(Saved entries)
——

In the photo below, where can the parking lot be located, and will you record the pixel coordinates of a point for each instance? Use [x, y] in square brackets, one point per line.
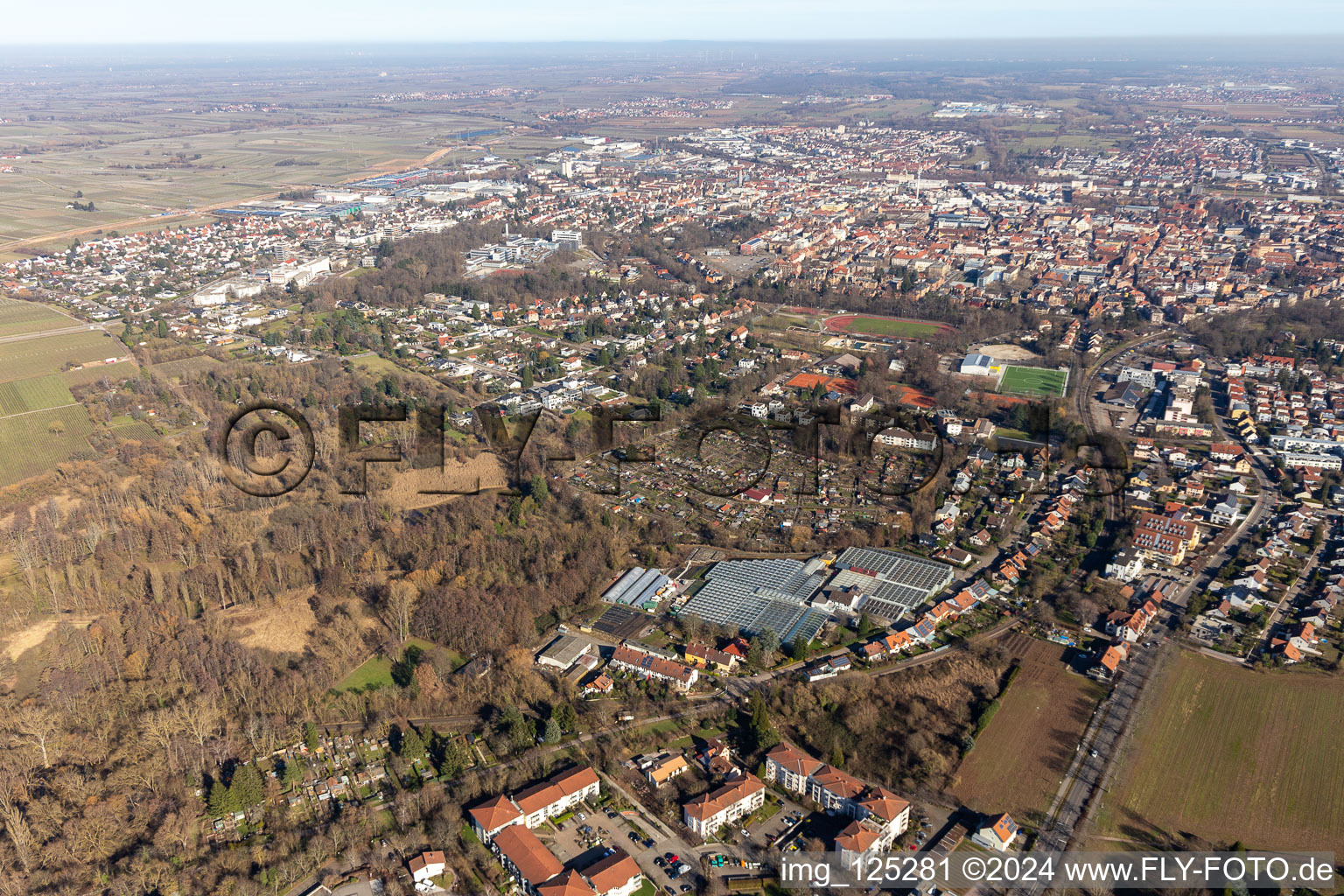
[589, 833]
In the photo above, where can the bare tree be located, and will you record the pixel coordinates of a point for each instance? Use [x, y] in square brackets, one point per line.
[39, 725]
[399, 601]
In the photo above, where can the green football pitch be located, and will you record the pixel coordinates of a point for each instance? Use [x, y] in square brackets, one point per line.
[1033, 381]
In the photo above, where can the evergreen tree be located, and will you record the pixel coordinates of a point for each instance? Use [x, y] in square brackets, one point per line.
[246, 788]
[411, 746]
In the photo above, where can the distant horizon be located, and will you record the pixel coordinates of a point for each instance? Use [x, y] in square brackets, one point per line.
[538, 22]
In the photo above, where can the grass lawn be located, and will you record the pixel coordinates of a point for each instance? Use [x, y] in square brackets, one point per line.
[374, 673]
[1033, 381]
[1234, 754]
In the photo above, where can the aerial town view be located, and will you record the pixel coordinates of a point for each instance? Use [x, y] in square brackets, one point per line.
[592, 451]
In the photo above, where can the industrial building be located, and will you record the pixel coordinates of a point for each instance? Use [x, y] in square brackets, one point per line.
[754, 595]
[894, 582]
[637, 587]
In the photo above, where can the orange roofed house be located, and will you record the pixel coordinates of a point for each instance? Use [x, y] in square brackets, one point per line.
[1164, 537]
[526, 858]
[710, 812]
[506, 825]
[875, 810]
[533, 806]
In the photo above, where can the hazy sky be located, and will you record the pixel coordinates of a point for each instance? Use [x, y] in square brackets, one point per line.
[458, 20]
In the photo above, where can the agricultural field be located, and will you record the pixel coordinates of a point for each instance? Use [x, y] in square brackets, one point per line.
[1033, 381]
[1019, 760]
[18, 318]
[890, 326]
[188, 366]
[1219, 740]
[43, 355]
[130, 429]
[34, 444]
[167, 167]
[39, 393]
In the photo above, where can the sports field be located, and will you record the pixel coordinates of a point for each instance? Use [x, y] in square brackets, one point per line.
[1019, 760]
[1033, 381]
[892, 326]
[1231, 754]
[35, 444]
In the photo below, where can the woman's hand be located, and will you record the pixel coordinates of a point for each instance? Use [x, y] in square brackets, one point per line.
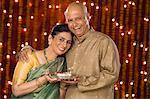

——

All the lines above must be written out exactly, without a single picture.

* **Exercise response**:
In the photo below, where can the parking lot be located, and will you record the pixel coordinates of a point for each instance? Use [x, y] in square brackets, one point per line.
[589, 833]
In the photo above, where can the bare tree be located, and will you record the pixel coordinates of a point for each instance? Use [x, y] in square brackets, one point per line.
[39, 725]
[399, 601]
In the photo above, where can the green football pitch be located, and will you record the pixel coordinates of a point for each instance? Use [x, y] in square brackets, one point per line.
[1033, 381]
In the photo above, where can the evergreen tree be located, and will you record the pixel coordinates of a point for each instance? Use [x, y] in square brackets, one point per line.
[246, 788]
[411, 746]
In the photo above, where can the distant horizon be located, and will you record the pixel coordinates of a point for each instance? Use [x, y] in square brackets, one point per line.
[538, 22]
In the photo above, where can the grass lawn be located, and will you record the pixel coordinates of a point for each instance? Use [x, y] in square brackets, one point per line.
[374, 673]
[1033, 381]
[1234, 754]
In the photo above, where can the aerial town view be located, and will you record the pixel coordinates of a point for each instance? Use [x, y] in square brackets, one point per line.
[592, 451]
In the photo above, where can the industrial building be located, and will you record the pixel coordinates of a point for each instance? Use [x, y] in square brackets, one point per line.
[754, 595]
[894, 582]
[637, 587]
In the photo above, where can the orange roofed house be located, and will you record the pixel coordinates of a point for each instance? Use [x, y] in square brackets, one point per line.
[1164, 537]
[526, 858]
[710, 812]
[506, 825]
[875, 810]
[533, 806]
In the photo above, where can the hazy sky be located, and will you record the pixel coordinates of a point for each instance? Use [x, y] in square brackets, one point per line.
[458, 20]
In the photo above, where can the agricultural field be located, and will you record the pixel coordinates of a point for each instance? Use [x, y] in square brackets, one point per line.
[1033, 381]
[1019, 760]
[18, 318]
[890, 326]
[188, 366]
[1219, 740]
[43, 355]
[130, 429]
[34, 444]
[167, 167]
[39, 393]
In the photo above, where can the sports field be located, and will you record the pixel coordinates of a point for each instance? Use [x, y] in square brackets, one point per line.
[1019, 760]
[1033, 381]
[892, 326]
[1231, 754]
[35, 444]
In the photo below, where can the woman's hand be located, and will you record the pixel coordinates of a point for each instance? Use [x, y] in square brackets, one point per line.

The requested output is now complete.